> _Extract_
-----
A woman from Cardiff has raised more than £19,000 to travel to Moscow in Russia for specialist multiple sclerosis treatment.
Olivia Copner, 27, from Whitchurch in Cardiff started a JustGiving crowd funder with a target of reaching £42,000 to cover the costs of HSCT, or Haematopoietic Stem Cell Transplantation, and her travel.
HSCT is an intense chemotherapy treatment that wipes out and then regrows the immune system using a person’s own stem cells.
Olivia was diagnosed with Multiple Sclerosis three and a half years ago after she woke up one day to blindness in her left eye. For the past two years Liv has been taking injections to slow down the progression of her MS, but this causes her debilitating side effects and is only 20-30% effective. She believes the treatment is her only hope of halting her MS.
She will be treated at AHSCT RUSSIA, the ‘largest single experience centre in the world’, according to its website. The centre has over 10 years experience in stem cell transplantation for the treatment of autoimmune diseases, and has treated more than 800 patients.
Olivia says the main reason she’s paying for the treatment privately is because the drugs she’d have to try first in order to qualify under the NHS come with their own risks.
“Some patients were experiencing side effects that they hadn’t heard about before. I don’t really know what they are, they won’t really tell patients, which is understandable, it would put them off. But a lot of people got letters through the door that said if you’re taking this treatment, can you stop. So, I just think it’s not worth it, and if I spent a year on it or if I spent longer on it, then it’s just waiting even longer for the treatment I actually want.”
HSCT has been around for a while, but has recently resurfaced in the media after Hollywood actress Selma Blair and BBC correspondent Caroline Wyatt both documented their treatment. Following treatment patients must be isolated for around a month whilst their immune system rebuilds, and it’s this that the MS Society Cymru say makes travelling abroad for the treatment risky.
“The difficulty is, there’s no consistency in how these people are supported when they come home. It’s a very aggressive treatment, it’s involving chemotherapy, it wipes out people’s immune system. So when they come home it’s not just within the few weeks of them arriving home that they need the support, it’s months and years after that, and there’s no mechanism in Wales to make sure that people are supported.”
Fiona McDonald, MS Society Cymru Press Manager
Phase III clinical trials of the NHS treatment in England are starting in early 2020 with a small number of people referred from Wales and Northern Ireland, but the treatment is currently unavailable in Wales.
-----
> _Work item 1_
Copy the fundraiser article again from "Olivia Copner, 27, from" down to "and her travel.", but replace "Whitchurch" with "Llandaff".
> _Work item 2_
Translate this sentence from the fundraiser article into Spanish: "HSCT is an intense chemotherapy treatment that wipes out and then regrows the immune system using a person’s own stem cells."
The records that follow come from a different source.

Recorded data
-----
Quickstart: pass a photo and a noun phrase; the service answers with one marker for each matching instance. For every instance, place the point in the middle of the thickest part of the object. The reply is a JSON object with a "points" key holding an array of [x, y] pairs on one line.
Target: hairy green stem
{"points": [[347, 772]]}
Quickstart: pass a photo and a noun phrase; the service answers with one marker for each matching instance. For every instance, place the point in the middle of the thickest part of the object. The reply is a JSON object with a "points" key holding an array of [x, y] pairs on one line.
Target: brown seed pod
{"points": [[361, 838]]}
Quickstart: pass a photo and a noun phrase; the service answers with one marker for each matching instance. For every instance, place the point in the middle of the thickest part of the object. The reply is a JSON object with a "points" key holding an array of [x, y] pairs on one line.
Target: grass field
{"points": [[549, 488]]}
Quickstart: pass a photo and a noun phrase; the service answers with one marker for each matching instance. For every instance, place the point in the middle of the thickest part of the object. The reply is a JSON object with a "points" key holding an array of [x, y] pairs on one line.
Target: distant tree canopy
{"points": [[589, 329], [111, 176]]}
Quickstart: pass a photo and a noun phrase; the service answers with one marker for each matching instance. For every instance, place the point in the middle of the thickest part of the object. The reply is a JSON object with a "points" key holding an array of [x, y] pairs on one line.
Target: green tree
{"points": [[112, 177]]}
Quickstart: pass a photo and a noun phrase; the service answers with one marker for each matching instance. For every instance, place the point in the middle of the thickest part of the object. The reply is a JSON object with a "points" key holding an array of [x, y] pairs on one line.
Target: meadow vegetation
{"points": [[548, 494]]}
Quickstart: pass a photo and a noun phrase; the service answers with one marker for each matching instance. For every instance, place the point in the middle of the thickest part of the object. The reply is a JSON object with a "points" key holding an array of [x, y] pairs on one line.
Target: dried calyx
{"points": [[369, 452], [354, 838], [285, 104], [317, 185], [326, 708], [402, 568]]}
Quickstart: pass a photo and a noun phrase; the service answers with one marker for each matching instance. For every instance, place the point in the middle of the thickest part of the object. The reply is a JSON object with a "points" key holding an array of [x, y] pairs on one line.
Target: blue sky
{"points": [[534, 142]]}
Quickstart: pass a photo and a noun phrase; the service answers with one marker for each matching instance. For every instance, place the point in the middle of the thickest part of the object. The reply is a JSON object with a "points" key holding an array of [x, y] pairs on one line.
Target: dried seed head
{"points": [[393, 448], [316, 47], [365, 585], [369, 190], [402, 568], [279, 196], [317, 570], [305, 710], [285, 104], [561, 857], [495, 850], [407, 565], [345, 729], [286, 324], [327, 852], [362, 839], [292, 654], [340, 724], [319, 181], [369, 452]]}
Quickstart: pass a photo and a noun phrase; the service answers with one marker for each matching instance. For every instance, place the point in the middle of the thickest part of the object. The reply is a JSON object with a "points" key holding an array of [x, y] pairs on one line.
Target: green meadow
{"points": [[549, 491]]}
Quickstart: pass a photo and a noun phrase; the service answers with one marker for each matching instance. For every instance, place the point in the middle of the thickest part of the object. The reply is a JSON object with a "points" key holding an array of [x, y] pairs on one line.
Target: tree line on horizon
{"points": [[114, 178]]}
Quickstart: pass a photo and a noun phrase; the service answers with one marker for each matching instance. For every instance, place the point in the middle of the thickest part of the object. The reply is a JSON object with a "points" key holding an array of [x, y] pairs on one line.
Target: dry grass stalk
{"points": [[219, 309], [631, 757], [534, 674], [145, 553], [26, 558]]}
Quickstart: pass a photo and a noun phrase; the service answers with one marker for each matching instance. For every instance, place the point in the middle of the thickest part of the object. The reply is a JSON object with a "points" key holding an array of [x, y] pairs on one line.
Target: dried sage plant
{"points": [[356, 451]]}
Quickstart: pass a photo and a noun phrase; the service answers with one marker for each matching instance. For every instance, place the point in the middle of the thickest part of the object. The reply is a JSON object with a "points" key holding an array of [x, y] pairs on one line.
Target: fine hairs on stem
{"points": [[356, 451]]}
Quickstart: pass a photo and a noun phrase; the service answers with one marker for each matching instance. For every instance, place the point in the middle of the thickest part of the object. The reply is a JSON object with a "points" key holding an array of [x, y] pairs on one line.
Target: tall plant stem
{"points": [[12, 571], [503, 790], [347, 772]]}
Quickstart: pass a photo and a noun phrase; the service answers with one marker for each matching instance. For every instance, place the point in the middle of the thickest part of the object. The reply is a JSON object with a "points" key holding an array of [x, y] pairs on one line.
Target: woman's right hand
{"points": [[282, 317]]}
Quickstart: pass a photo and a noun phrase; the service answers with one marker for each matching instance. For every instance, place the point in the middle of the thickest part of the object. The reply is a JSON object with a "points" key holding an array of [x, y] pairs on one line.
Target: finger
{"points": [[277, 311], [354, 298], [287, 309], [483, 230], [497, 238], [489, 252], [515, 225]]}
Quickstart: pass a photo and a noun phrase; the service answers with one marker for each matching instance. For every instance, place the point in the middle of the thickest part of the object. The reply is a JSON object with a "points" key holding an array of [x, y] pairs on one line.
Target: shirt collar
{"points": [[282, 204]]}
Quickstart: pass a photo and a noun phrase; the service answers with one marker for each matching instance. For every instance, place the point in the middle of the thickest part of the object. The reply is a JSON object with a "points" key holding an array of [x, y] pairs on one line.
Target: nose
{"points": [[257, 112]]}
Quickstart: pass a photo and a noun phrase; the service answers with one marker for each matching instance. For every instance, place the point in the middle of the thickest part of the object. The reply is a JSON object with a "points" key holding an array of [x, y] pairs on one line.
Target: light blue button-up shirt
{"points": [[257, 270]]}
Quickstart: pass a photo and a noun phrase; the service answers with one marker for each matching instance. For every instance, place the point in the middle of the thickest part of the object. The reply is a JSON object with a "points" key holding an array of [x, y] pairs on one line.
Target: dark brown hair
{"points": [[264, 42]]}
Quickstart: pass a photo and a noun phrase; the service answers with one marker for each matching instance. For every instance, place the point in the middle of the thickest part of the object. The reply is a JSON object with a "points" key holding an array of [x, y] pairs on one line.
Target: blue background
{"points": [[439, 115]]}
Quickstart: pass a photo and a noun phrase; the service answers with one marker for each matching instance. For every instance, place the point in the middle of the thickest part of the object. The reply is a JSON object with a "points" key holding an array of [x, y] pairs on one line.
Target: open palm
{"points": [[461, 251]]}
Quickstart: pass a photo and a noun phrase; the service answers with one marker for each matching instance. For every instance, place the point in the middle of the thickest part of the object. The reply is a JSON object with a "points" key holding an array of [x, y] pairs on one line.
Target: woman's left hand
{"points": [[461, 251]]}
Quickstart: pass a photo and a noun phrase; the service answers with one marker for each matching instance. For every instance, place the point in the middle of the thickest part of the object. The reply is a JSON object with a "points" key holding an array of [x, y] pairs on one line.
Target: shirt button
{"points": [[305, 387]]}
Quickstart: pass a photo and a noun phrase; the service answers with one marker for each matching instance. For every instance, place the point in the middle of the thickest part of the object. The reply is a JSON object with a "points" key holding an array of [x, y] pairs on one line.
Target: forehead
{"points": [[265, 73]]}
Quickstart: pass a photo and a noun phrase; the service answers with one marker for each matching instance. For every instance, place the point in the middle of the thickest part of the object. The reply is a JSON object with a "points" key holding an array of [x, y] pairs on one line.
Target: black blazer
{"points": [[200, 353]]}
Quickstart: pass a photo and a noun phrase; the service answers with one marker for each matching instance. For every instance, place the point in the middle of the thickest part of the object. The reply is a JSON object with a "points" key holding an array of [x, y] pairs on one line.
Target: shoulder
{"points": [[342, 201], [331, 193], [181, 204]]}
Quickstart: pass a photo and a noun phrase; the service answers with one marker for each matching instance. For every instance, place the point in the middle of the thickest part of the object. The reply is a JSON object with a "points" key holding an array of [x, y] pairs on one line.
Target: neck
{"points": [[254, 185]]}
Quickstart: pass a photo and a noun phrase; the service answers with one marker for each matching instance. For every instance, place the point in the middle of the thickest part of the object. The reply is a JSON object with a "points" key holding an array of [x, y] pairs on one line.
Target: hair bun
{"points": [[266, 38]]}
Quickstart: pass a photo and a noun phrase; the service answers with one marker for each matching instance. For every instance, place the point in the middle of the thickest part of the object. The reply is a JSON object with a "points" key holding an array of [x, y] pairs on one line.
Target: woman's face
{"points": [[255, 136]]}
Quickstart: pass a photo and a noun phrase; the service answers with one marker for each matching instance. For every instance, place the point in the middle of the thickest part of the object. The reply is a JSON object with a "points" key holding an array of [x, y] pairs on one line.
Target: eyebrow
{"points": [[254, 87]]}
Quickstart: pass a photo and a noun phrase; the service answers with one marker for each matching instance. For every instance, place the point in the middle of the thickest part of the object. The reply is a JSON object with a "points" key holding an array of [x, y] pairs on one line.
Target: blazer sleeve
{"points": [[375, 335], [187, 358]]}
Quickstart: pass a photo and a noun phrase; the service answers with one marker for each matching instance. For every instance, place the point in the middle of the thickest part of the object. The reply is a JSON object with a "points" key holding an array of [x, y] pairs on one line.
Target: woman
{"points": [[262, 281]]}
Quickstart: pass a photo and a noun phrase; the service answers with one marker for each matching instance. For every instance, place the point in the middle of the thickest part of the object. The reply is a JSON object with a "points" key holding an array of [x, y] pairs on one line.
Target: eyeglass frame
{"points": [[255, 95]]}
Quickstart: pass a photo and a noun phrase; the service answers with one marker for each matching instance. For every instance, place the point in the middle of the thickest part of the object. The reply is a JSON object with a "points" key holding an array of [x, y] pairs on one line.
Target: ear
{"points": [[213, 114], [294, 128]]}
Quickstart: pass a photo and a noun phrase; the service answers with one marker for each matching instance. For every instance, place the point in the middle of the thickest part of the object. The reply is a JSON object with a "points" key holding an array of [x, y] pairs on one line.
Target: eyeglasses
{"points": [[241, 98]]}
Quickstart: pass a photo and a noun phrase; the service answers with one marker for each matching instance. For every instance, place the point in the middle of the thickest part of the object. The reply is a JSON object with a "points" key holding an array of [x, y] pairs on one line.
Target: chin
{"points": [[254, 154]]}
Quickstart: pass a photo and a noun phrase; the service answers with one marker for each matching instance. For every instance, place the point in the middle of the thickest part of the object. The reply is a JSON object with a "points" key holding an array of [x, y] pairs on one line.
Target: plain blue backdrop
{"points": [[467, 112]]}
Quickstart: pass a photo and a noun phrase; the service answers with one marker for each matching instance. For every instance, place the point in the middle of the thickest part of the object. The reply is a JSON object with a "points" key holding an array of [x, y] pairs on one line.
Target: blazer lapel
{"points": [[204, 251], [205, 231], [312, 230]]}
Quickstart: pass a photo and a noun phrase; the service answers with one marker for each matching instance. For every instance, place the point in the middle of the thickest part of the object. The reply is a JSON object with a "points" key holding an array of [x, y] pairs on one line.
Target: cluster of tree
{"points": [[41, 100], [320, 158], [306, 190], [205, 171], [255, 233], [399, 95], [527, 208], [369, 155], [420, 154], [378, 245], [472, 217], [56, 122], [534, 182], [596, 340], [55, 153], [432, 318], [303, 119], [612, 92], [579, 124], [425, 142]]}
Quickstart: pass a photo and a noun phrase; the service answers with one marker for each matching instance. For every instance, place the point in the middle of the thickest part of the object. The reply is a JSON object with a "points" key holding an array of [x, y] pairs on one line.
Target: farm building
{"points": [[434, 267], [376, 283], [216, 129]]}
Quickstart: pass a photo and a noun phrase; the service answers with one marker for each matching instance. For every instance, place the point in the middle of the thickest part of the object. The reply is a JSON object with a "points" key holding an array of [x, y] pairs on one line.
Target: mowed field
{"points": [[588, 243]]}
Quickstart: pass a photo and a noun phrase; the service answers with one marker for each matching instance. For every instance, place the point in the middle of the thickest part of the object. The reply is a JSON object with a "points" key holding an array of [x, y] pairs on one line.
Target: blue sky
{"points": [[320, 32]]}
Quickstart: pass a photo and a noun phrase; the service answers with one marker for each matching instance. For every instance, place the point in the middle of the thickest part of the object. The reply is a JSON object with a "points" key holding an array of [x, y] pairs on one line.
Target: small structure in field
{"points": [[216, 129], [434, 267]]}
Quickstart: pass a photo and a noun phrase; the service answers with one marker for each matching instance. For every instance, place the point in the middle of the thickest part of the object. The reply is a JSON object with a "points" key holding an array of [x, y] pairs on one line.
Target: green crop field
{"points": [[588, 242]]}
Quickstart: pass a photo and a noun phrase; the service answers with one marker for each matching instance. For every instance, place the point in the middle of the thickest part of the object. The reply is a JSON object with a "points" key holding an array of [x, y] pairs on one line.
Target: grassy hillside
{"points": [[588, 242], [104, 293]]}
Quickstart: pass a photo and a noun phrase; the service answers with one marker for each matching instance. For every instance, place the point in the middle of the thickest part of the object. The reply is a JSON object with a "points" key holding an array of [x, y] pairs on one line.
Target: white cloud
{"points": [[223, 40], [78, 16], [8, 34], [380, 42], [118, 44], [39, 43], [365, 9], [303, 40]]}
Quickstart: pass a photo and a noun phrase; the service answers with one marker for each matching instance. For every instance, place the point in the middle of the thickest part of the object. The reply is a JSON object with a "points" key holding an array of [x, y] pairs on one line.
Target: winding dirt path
-----
> _Task response 1_
Olivia Copner, 27, from Llandaff in Cardiff started a JustGiving crowd funder with a target of reaching £42,000 to cover the costs of HSCT, or Haematopoietic Stem Cell Transplantation, and her travel.

> _Task response 2_
El HSCT es un tratamiento intenso de quimioterapia que elimina y luego regenera el sistema inmunitario utilizando las propias células madre de la persona.